*本文:*

GoogleのChromeウェブプラットフォーム製品管理責任者、Alex Komoroskeは今週、これはチームが注目している数値の一つにすぎないと私に話した。Googleは、デベロッパーが新しいウェブテクノロジーをどう受け入れているかにも注目している。

Googleは、ウェブアプリとネイティブアプリは補完関係にあると言っているが、Komoroskeは、ウェブはデベロッパーが大量の利用者に接することを可能にすると信じていることを明かした。「しかし歴史的に見て、サイトにユーザーを呼び込んだ後、彼らを捕獲し関係を築くことは難しい」と彼は言った。

Komoroskeは、ウェブの新しい標準とテクノロジー、例えばサービスワーカー(オフライン体験を向上するため)、ウェブプッシュ通知、あるいはアプリのショートカットをホーム画面に保存する機能等によって、デベロッパーはユーザーとの深いつながりを構築できるようになったと指摘する。

同時にGoogleは、ウェブに新しい段階の革新をもたらそうとしており、それは約15年前のAJAX誕生を彷彿させる。彼は、こうしたテクノロジーの多くがChromeに採用されているが、それらはMozillaをはじめとするブラウザーエコシステムの他の製品と協同設計したものであることを強調した。

「デベロッパーがこれらのテクノロジーを活用するところを見ていると、われわれは何か新しいものの先端にいるように感じる」と彼は言った。「デスクトップでのAjaxのようだ。あれは、テクノロジーを新たな方法で利用するものであり、サイトの挙動に対するユーザーの期待値を高めた」

*指示 1:*
本文によると、Komoroskeはサービスワーカーを何のための技術として挙げているか。
*指示 2:*
Chromeと新しいウェブ技術についての本文を、最後の文の後から書き継げ。
ここに並ぶ項目は本文と関係がない。

*項目一覧:*

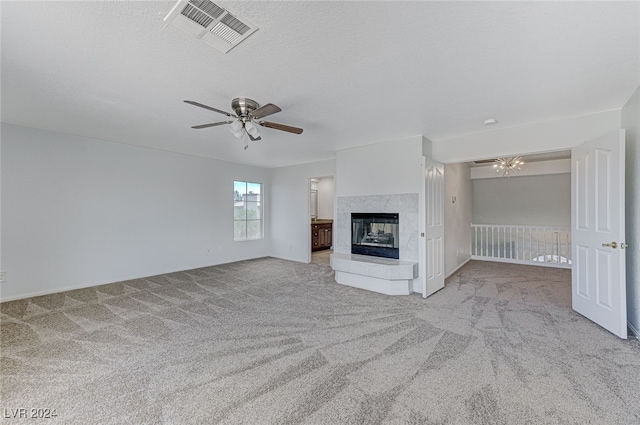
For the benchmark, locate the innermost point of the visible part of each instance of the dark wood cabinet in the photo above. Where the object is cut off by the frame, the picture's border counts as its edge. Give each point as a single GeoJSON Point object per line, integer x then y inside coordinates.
{"type": "Point", "coordinates": [321, 236]}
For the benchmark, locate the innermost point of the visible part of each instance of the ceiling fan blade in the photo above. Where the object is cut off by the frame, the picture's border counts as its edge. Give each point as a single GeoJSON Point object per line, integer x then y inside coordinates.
{"type": "Point", "coordinates": [213, 124]}
{"type": "Point", "coordinates": [191, 102]}
{"type": "Point", "coordinates": [265, 110]}
{"type": "Point", "coordinates": [282, 127]}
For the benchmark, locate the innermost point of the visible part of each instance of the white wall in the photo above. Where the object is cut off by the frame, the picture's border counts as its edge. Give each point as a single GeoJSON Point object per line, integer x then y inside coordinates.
{"type": "Point", "coordinates": [387, 168]}
{"type": "Point", "coordinates": [457, 216]}
{"type": "Point", "coordinates": [540, 137]}
{"type": "Point", "coordinates": [631, 122]}
{"type": "Point", "coordinates": [326, 195]}
{"type": "Point", "coordinates": [533, 200]}
{"type": "Point", "coordinates": [78, 212]}
{"type": "Point", "coordinates": [289, 206]}
{"type": "Point", "coordinates": [381, 169]}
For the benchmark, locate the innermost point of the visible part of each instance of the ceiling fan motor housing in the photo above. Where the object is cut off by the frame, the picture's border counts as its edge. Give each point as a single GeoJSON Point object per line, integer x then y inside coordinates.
{"type": "Point", "coordinates": [243, 107]}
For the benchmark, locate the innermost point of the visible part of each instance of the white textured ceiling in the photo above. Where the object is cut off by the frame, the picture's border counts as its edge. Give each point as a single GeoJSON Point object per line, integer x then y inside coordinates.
{"type": "Point", "coordinates": [349, 73]}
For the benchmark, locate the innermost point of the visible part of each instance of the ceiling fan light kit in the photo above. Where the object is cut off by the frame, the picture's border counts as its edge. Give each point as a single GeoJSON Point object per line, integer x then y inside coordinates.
{"type": "Point", "coordinates": [248, 111]}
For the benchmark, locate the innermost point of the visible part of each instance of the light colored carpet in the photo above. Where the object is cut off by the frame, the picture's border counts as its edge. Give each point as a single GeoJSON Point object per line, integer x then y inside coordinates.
{"type": "Point", "coordinates": [275, 342]}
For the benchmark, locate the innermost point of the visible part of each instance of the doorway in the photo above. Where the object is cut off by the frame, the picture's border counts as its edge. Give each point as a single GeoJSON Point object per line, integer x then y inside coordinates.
{"type": "Point", "coordinates": [321, 214]}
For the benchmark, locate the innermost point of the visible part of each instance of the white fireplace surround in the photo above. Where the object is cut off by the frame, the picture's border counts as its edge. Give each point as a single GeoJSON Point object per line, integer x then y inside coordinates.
{"type": "Point", "coordinates": [387, 276]}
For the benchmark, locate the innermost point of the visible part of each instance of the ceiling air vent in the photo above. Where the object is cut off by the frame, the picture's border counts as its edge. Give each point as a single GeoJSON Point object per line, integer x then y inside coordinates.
{"type": "Point", "coordinates": [211, 23]}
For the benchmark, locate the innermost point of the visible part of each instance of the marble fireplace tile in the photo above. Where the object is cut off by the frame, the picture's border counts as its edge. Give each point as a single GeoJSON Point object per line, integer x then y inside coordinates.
{"type": "Point", "coordinates": [407, 205]}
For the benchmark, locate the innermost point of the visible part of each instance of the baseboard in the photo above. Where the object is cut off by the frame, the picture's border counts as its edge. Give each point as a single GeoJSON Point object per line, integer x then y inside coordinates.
{"type": "Point", "coordinates": [90, 285]}
{"type": "Point", "coordinates": [458, 268]}
{"type": "Point", "coordinates": [297, 260]}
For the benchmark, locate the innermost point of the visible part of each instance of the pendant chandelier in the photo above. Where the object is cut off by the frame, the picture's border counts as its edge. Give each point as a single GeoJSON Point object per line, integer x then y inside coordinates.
{"type": "Point", "coordinates": [508, 166]}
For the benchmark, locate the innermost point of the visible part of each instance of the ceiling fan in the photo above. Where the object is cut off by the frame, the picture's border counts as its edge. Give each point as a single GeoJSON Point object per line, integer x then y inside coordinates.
{"type": "Point", "coordinates": [246, 119]}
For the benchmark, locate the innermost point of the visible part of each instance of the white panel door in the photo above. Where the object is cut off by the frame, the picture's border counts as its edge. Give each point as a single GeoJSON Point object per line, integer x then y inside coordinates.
{"type": "Point", "coordinates": [434, 215]}
{"type": "Point", "coordinates": [598, 284]}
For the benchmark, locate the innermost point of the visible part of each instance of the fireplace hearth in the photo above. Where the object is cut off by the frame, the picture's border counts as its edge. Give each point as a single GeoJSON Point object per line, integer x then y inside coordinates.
{"type": "Point", "coordinates": [375, 234]}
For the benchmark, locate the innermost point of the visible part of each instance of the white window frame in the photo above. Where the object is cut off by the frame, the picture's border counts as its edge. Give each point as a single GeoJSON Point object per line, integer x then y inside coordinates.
{"type": "Point", "coordinates": [259, 206]}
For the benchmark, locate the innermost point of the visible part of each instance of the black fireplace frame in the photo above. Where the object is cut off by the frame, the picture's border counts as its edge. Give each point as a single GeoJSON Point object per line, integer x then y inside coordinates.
{"type": "Point", "coordinates": [375, 251]}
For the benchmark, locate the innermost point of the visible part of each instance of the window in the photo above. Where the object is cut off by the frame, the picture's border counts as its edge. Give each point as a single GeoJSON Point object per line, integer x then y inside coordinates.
{"type": "Point", "coordinates": [247, 211]}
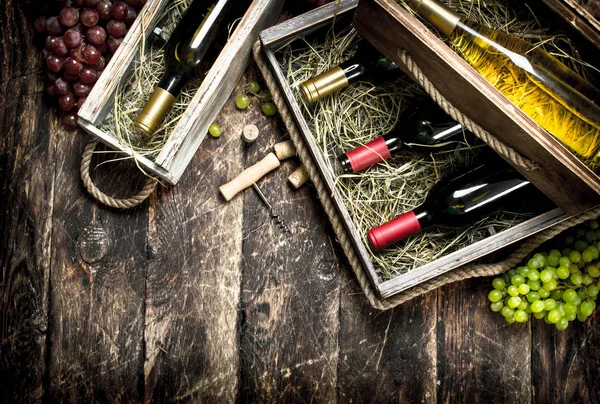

*回答 1:*
オフライン体験を向上するため。

*回答 2:*
Komoroskeは、Flipkart Lite等のプロジェクトやGuardianの新しいモバイルオフラインサイト(オフライン時には標準でクロスワードパズルになる)を、今ユーザーが期待してるものの例として挙げた。

Googleは、現在約3.5億件のプッシュ通知が、2300種類のドメインから送られてくると言っている(ただし恐らくその大部分は、Facebook等少数の超人気サイトから来ていると思われる。Facebookは最近モバイルブラウザー向けにプッシュ機能を公開した)。Komoroskeは、現在Googleには毎日22億ページがサービスワーカーを利用しているサイトから送られていることも私に話した。

Googleはこれらの新しい、一層アプリ風なサイトを「プログレッシブ・ウェブアプリ」と呼んでいる ― ウェブの属性を持ちながら、新しいウェブ技術を利用することによってアプリ並のエンゲージメントを獲得するサイトのことだ。これは全く新しい用語というわけではないが、どうやらGoogleはマーケティングでこれを強調し、今後のChrome開発、特にモバイルにおける指針として使おうとしているようだ。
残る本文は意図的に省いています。